-- Begin Given data --
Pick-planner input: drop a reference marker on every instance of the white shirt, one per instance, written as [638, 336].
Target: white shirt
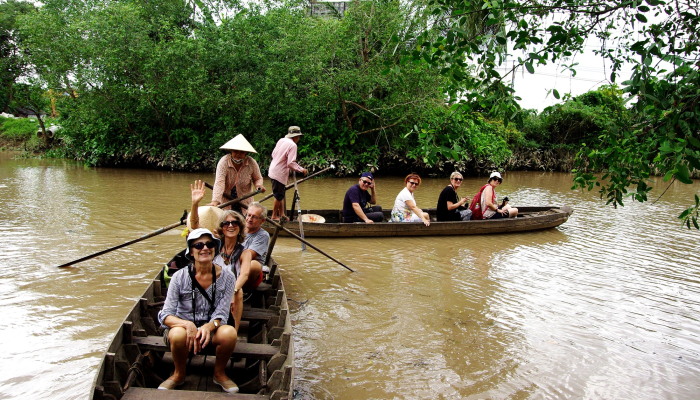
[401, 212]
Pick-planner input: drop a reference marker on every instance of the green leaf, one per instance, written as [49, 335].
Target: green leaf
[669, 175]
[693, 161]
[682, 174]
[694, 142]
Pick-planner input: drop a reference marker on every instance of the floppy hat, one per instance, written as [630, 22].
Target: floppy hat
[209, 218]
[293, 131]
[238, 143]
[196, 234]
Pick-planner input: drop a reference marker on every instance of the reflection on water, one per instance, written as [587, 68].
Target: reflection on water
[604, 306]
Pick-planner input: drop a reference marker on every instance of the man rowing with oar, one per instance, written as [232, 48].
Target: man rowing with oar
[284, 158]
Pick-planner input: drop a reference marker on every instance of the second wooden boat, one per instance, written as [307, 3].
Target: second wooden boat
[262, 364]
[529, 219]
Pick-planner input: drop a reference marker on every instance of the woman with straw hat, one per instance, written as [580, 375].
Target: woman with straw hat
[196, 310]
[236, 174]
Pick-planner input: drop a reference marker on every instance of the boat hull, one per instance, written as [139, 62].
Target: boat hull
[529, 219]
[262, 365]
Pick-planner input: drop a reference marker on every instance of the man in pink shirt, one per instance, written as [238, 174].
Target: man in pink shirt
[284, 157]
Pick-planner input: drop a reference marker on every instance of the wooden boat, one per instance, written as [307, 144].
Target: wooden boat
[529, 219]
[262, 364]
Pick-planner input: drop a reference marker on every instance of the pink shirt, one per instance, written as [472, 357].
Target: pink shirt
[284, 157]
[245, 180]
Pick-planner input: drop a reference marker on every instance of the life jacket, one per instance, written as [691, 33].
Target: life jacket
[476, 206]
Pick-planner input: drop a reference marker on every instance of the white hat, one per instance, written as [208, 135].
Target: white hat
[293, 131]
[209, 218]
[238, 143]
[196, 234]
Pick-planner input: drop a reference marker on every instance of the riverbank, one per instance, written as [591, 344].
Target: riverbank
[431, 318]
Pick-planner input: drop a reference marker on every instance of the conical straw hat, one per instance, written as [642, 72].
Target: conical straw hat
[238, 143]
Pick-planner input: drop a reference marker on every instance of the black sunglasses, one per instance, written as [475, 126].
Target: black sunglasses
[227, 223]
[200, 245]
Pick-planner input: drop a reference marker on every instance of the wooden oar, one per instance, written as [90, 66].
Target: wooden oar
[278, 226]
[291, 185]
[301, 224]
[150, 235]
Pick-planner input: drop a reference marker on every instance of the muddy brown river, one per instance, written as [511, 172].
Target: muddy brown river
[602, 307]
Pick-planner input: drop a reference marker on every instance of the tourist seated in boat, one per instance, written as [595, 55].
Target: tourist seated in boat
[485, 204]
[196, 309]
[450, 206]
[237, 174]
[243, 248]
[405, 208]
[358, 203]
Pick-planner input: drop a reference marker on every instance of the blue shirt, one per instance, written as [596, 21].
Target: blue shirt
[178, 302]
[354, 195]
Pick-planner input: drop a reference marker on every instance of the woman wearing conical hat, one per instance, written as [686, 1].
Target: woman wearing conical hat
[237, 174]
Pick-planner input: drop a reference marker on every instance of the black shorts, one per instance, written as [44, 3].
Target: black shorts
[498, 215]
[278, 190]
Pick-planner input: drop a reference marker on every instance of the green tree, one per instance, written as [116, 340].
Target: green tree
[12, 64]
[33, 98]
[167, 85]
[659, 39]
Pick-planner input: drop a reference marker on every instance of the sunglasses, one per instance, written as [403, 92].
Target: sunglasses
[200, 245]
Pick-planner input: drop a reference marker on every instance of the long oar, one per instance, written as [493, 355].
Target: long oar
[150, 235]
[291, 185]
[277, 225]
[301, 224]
-- End Given data --
-- Begin Given data --
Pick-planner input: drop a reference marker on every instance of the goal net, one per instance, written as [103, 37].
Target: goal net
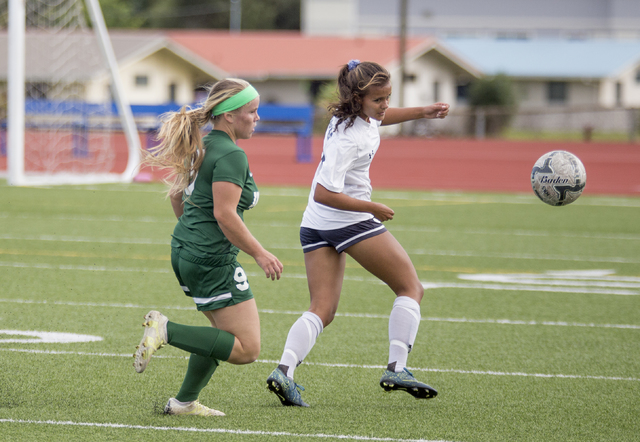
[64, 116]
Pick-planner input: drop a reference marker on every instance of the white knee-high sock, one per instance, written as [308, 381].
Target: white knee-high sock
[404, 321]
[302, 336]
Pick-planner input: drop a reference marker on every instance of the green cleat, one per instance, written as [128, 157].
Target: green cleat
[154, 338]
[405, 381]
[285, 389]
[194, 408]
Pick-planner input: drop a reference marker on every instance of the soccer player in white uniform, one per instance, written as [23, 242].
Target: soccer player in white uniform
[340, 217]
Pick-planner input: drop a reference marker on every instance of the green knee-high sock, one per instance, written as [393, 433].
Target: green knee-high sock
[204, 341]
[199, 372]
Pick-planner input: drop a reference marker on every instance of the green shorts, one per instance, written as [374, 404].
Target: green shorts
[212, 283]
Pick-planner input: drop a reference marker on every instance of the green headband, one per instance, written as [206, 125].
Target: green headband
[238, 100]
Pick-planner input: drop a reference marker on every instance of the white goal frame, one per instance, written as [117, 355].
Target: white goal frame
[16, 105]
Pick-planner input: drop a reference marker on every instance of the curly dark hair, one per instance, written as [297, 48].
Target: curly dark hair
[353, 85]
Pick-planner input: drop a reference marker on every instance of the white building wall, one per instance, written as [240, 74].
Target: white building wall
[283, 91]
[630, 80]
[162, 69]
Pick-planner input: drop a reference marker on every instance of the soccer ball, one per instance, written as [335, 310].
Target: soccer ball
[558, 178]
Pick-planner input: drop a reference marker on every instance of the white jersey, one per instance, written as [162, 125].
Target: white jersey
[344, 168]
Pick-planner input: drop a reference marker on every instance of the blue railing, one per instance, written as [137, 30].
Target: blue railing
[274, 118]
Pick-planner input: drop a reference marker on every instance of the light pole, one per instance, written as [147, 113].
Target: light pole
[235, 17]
-- End Given data --
# [Task goal]
Filter the listing above, keeping only the lines that contain the string "knee", and copy each of those lines. Case counts when matching.

# [Task result]
Pick-planner input: drop a reference marker on every instance of the white knee-high sock, one per instance, written as [308, 381].
Target: white knee-high sock
Pick-planner input: drop a reference marker on every instance of the green knee-high sock, one per instance, written as [393, 433].
Target: green knee-high sock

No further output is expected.